Start of GIVEN ENTRIES

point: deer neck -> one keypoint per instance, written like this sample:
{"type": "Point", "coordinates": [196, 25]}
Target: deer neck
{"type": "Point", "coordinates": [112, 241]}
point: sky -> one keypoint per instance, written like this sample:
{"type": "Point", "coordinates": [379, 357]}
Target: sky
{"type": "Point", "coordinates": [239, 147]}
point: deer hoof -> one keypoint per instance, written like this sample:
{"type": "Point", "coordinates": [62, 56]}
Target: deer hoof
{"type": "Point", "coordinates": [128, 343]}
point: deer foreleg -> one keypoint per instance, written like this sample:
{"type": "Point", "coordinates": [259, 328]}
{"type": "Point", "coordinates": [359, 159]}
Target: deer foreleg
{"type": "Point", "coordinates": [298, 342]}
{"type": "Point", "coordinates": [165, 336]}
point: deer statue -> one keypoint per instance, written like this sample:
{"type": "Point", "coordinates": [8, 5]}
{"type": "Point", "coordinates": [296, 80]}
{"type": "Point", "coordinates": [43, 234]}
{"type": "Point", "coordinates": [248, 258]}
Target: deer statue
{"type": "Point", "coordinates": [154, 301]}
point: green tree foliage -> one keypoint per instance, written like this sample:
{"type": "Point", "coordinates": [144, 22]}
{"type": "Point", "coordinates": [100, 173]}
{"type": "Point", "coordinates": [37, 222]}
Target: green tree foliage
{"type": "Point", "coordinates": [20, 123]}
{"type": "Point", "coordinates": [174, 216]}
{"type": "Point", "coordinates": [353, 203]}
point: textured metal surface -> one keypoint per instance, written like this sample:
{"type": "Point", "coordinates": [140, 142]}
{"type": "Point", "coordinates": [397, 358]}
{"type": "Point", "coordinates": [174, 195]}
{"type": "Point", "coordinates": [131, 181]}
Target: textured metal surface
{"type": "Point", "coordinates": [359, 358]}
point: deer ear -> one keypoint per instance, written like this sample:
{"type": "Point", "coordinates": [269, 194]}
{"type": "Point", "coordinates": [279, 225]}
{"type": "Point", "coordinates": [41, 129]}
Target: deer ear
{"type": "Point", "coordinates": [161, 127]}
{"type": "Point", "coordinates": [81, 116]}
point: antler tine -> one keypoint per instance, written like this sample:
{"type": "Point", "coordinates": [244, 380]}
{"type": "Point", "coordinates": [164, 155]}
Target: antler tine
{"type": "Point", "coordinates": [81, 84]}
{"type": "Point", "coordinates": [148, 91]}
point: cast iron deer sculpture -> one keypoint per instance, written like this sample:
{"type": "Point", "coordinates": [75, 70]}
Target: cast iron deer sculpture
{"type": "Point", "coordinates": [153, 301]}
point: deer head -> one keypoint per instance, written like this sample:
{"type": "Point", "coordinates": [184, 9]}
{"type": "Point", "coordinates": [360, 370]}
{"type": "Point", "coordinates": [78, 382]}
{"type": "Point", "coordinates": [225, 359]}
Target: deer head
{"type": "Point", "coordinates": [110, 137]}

End of GIVEN ENTRIES

■ **AIM OF THE TASK**
Print out every entry, keeping each one exact.

■ **ANSWER TO THIS PROBLEM**
point: deer neck -> one keypoint per instance, written like this sample:
{"type": "Point", "coordinates": [196, 25]}
Target: deer neck
{"type": "Point", "coordinates": [112, 241]}
point: sky -> one keypoint per instance, written like this sample:
{"type": "Point", "coordinates": [379, 357]}
Target: sky
{"type": "Point", "coordinates": [239, 147]}
point: deer hoof -> one keypoint per instance, written like this sample:
{"type": "Point", "coordinates": [62, 56]}
Target: deer hoof
{"type": "Point", "coordinates": [128, 343]}
point: deer foreleg -> one keypoint per instance, written like this sample:
{"type": "Point", "coordinates": [259, 328]}
{"type": "Point", "coordinates": [359, 159]}
Target: deer foreleg
{"type": "Point", "coordinates": [298, 342]}
{"type": "Point", "coordinates": [165, 336]}
point: deer statue -> one keypoint per instance, written like this sample:
{"type": "Point", "coordinates": [8, 5]}
{"type": "Point", "coordinates": [296, 80]}
{"type": "Point", "coordinates": [43, 234]}
{"type": "Point", "coordinates": [248, 258]}
Target: deer statue
{"type": "Point", "coordinates": [154, 301]}
point: green tree foliage -> one keypoint per instance, written like this sample:
{"type": "Point", "coordinates": [144, 22]}
{"type": "Point", "coordinates": [100, 173]}
{"type": "Point", "coordinates": [37, 222]}
Target: green tree foliage
{"type": "Point", "coordinates": [20, 123]}
{"type": "Point", "coordinates": [174, 216]}
{"type": "Point", "coordinates": [353, 203]}
point: textured metal surface -> one keypoint per instance, written like this sample:
{"type": "Point", "coordinates": [140, 142]}
{"type": "Point", "coordinates": [397, 358]}
{"type": "Point", "coordinates": [174, 195]}
{"type": "Point", "coordinates": [131, 181]}
Target: textured metal surface
{"type": "Point", "coordinates": [359, 358]}
point: deer ear -> one keypoint per instance, written like this sample:
{"type": "Point", "coordinates": [269, 194]}
{"type": "Point", "coordinates": [279, 225]}
{"type": "Point", "coordinates": [41, 129]}
Target: deer ear
{"type": "Point", "coordinates": [161, 127]}
{"type": "Point", "coordinates": [81, 116]}
point: antler tine -> one keypoint per instance, written like this sample:
{"type": "Point", "coordinates": [244, 380]}
{"type": "Point", "coordinates": [164, 155]}
Target: antler tine
{"type": "Point", "coordinates": [81, 84]}
{"type": "Point", "coordinates": [148, 91]}
point: cast iron deer sculpture -> one keypoint per instance, written like this sample:
{"type": "Point", "coordinates": [75, 70]}
Target: cast iron deer sculpture
{"type": "Point", "coordinates": [153, 301]}
point: deer head -> one keypoint per instance, written like this sample:
{"type": "Point", "coordinates": [184, 9]}
{"type": "Point", "coordinates": [360, 370]}
{"type": "Point", "coordinates": [78, 382]}
{"type": "Point", "coordinates": [225, 359]}
Target: deer head
{"type": "Point", "coordinates": [110, 137]}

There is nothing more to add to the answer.